For the listing below, output exactly the lines from the line with "Tag a single point on each instance of the plant" up to and including the line with "Tag a single point on each instance of the pale", and no other lines.
%%
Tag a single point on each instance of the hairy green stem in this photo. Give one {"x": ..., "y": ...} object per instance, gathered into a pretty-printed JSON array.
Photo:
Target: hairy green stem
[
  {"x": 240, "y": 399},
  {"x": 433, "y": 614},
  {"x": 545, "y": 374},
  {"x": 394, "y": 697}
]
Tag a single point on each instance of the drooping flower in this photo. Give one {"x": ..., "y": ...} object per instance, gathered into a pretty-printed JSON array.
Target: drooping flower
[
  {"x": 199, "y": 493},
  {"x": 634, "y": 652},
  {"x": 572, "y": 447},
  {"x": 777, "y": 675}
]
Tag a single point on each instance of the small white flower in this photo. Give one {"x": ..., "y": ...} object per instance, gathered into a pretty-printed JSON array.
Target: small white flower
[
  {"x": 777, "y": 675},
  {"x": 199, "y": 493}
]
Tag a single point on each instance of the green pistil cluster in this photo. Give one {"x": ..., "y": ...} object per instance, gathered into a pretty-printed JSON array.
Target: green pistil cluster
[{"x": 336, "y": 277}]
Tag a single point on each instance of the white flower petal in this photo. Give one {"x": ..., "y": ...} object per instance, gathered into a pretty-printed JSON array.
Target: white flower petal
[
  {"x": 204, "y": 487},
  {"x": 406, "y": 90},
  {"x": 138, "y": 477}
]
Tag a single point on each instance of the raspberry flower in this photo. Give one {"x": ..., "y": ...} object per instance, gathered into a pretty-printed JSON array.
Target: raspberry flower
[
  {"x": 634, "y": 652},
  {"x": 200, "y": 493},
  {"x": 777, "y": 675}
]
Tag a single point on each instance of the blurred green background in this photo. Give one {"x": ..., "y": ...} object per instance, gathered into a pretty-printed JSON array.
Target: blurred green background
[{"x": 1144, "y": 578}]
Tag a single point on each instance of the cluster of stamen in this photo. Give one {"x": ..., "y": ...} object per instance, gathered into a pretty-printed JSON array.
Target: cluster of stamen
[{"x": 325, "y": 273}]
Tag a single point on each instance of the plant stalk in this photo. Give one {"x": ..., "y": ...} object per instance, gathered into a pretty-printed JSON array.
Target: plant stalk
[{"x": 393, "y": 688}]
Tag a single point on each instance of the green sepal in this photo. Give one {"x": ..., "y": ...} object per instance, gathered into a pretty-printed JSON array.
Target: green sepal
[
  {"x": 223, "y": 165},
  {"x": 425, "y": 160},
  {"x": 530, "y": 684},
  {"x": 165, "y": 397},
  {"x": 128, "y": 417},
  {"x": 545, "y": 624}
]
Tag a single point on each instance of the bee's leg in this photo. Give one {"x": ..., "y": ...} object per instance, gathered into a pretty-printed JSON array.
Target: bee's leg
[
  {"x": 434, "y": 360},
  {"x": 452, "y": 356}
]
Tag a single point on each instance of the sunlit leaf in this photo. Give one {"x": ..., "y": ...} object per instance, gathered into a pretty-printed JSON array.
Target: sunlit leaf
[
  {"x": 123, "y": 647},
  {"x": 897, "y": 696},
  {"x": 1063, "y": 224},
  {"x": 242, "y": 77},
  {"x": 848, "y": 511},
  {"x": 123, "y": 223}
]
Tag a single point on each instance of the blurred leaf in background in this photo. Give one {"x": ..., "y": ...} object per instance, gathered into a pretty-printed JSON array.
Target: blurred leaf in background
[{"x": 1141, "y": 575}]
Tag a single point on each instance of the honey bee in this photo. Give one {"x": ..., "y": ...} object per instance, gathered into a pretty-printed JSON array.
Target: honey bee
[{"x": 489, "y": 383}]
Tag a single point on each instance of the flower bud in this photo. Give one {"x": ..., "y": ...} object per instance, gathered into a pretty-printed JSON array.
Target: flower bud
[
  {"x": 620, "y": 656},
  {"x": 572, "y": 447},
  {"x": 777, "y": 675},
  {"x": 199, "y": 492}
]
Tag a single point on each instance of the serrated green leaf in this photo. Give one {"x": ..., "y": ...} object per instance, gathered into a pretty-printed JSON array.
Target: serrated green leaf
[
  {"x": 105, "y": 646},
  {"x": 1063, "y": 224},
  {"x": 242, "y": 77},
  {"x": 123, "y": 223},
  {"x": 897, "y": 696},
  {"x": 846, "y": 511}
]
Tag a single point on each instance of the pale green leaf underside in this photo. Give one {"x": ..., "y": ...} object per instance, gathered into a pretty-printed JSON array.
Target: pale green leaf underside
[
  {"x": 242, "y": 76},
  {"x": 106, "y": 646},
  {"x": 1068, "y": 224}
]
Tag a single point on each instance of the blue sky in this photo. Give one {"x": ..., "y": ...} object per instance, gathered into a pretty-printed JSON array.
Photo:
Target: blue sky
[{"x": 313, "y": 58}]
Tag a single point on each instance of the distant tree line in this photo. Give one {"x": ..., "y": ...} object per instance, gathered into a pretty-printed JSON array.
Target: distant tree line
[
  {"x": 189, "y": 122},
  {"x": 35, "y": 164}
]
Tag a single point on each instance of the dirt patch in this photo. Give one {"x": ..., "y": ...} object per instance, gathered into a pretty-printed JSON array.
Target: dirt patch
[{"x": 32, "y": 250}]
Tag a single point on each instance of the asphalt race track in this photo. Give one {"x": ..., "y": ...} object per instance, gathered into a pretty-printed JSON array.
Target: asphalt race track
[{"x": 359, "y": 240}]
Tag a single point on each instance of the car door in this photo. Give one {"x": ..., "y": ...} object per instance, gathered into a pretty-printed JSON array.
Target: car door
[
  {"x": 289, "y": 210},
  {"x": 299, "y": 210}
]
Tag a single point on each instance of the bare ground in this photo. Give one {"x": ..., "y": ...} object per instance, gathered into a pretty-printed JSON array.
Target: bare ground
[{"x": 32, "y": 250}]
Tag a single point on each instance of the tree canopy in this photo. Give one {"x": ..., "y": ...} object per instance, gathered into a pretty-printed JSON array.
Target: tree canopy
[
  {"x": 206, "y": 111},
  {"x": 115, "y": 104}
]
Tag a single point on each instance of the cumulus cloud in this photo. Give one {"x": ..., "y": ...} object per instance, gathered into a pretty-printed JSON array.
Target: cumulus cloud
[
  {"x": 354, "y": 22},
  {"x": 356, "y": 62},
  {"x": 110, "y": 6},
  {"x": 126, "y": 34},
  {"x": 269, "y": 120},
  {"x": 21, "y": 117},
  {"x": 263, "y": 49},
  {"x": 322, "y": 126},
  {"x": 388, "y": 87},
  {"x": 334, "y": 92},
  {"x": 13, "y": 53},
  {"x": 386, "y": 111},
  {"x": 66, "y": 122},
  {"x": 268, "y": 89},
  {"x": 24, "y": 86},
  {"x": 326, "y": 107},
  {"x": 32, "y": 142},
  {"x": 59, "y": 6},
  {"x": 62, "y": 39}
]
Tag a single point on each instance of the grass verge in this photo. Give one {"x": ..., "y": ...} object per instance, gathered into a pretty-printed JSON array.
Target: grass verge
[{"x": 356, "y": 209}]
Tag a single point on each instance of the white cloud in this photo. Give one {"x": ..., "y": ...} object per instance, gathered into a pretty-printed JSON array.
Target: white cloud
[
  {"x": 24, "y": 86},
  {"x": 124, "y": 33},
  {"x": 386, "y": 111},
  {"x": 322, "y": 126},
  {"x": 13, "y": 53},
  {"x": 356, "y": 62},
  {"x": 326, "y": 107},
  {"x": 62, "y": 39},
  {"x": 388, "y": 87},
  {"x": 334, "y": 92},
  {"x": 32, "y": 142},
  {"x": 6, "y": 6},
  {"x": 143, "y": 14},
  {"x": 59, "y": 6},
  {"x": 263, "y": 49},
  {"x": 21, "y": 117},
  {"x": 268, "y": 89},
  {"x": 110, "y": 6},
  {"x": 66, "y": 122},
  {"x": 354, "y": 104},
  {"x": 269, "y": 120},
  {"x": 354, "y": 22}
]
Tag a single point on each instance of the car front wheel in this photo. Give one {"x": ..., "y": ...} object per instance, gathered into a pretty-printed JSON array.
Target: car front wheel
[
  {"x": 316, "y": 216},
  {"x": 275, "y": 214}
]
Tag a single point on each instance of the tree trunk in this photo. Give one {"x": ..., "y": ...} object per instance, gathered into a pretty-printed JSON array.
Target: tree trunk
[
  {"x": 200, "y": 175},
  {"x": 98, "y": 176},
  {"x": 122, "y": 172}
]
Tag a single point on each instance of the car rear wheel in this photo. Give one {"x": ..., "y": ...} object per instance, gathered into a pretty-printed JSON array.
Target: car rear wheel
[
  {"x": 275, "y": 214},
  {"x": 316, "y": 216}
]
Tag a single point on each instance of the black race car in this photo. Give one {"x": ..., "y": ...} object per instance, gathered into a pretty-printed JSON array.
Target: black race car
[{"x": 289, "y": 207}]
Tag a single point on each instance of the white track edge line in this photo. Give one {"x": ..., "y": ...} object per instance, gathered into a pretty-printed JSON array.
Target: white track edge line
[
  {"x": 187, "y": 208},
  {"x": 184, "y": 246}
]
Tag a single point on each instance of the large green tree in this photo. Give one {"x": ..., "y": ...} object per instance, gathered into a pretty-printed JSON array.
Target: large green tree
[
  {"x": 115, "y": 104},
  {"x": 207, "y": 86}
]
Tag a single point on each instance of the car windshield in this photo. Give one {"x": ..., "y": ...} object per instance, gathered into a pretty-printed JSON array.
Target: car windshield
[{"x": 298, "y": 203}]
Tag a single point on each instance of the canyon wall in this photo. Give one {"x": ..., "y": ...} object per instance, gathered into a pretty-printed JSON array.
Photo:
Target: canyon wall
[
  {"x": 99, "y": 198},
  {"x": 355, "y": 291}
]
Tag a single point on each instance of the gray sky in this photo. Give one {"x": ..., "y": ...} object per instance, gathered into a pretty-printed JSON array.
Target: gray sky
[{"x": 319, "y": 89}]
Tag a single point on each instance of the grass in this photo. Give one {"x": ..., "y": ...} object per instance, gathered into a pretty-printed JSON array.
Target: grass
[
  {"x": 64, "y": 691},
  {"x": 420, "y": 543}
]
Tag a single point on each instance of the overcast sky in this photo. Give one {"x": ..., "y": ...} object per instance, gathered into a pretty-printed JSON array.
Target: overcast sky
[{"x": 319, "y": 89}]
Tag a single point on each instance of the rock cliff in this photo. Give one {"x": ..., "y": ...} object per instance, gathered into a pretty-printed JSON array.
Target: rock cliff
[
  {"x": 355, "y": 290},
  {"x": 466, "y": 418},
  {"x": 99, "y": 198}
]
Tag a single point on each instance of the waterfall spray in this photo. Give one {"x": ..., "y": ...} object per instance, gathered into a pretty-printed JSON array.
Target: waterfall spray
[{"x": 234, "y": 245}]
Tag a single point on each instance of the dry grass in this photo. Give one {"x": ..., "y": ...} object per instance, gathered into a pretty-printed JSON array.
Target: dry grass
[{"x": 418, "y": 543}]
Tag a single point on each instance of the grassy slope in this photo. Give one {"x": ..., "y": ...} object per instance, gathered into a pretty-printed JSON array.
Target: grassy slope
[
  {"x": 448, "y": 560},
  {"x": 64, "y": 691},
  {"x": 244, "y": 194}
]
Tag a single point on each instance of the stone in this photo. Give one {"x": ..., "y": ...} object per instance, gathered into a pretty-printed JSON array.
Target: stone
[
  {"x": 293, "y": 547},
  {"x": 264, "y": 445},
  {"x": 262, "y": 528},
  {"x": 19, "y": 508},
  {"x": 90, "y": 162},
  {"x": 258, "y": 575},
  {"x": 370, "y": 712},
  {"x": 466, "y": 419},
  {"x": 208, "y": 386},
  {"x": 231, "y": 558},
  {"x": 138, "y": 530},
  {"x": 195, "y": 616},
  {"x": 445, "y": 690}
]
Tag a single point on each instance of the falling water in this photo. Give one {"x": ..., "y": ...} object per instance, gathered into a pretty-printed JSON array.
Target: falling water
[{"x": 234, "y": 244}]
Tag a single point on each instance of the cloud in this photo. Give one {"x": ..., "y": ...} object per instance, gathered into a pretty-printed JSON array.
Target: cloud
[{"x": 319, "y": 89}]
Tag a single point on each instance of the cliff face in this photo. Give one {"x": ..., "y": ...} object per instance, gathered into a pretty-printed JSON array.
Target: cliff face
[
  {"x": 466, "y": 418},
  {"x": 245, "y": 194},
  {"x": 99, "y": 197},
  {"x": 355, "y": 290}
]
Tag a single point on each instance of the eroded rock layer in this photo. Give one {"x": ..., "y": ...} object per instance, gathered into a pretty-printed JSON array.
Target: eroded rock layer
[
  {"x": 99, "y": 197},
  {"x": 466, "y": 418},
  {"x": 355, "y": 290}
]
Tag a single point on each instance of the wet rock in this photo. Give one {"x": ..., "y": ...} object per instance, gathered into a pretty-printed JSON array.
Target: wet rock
%%
▶ **Solution for this problem**
Tag a single point on each instance of the plant stalk in this photo. Give one {"x": ..., "y": ...} object per instance, gathered into a pretty-printed JSON array.
Target: plant stalk
[{"x": 393, "y": 688}]
Tag a single point on each instance of the green sepal in this photo. Give one {"x": ..., "y": ...} object per instance, gathered into a pretty-printed JSON array.
Target: green sepal
[
  {"x": 223, "y": 165},
  {"x": 425, "y": 160},
  {"x": 530, "y": 684},
  {"x": 165, "y": 397},
  {"x": 128, "y": 417},
  {"x": 545, "y": 624}
]
Tag a single point on each instance of the bee's leg in this photo. Give one {"x": ..., "y": ...} object per instance, gathered into a pretty-printed JSON array.
Target: bee's leg
[
  {"x": 434, "y": 360},
  {"x": 452, "y": 356}
]
Tag a single point on each instance of the sunlit leaf in this photo. Give one {"x": ..., "y": ...} object per instance, gathered into a pretty-printed JSON array.
Target: sunlit leaf
[
  {"x": 123, "y": 647},
  {"x": 897, "y": 696},
  {"x": 1063, "y": 224},
  {"x": 242, "y": 77},
  {"x": 848, "y": 511},
  {"x": 123, "y": 223}
]
Tag a single point on each instance of the blurred leaf in background in this photo. Give one {"x": ..., "y": ...} object per instance, gathered into a pretty-printed JSON array.
Target: blurred leaf in background
[{"x": 1141, "y": 575}]
Tag a single point on each instance of the honey bee in this photo. Give one {"x": ..., "y": ...} object per instance, gathered into a pretty-printed JSON array.
Target: honey bee
[{"x": 489, "y": 383}]
Tag a single point on each instance of the flower bud in this photo. Give one {"x": ..., "y": ...} object per instance, gathered into a pretty-printed JSON array.
Target: flower bud
[
  {"x": 620, "y": 656},
  {"x": 572, "y": 447},
  {"x": 777, "y": 675},
  {"x": 199, "y": 492}
]
Tag a single point on each instance of the serrated green leaf in this photo. Give one {"x": ..., "y": ...} object per instance, gathered into a pretty-printed JSON array.
Target: serrated green leaf
[
  {"x": 105, "y": 646},
  {"x": 1063, "y": 224},
  {"x": 242, "y": 77},
  {"x": 123, "y": 223},
  {"x": 897, "y": 696},
  {"x": 846, "y": 511}
]
Tag a single point on each instance of the pale green leaf underside in this photo. Give one {"x": ..., "y": ...} object per instance, gathered into a pretty-printed JSON array.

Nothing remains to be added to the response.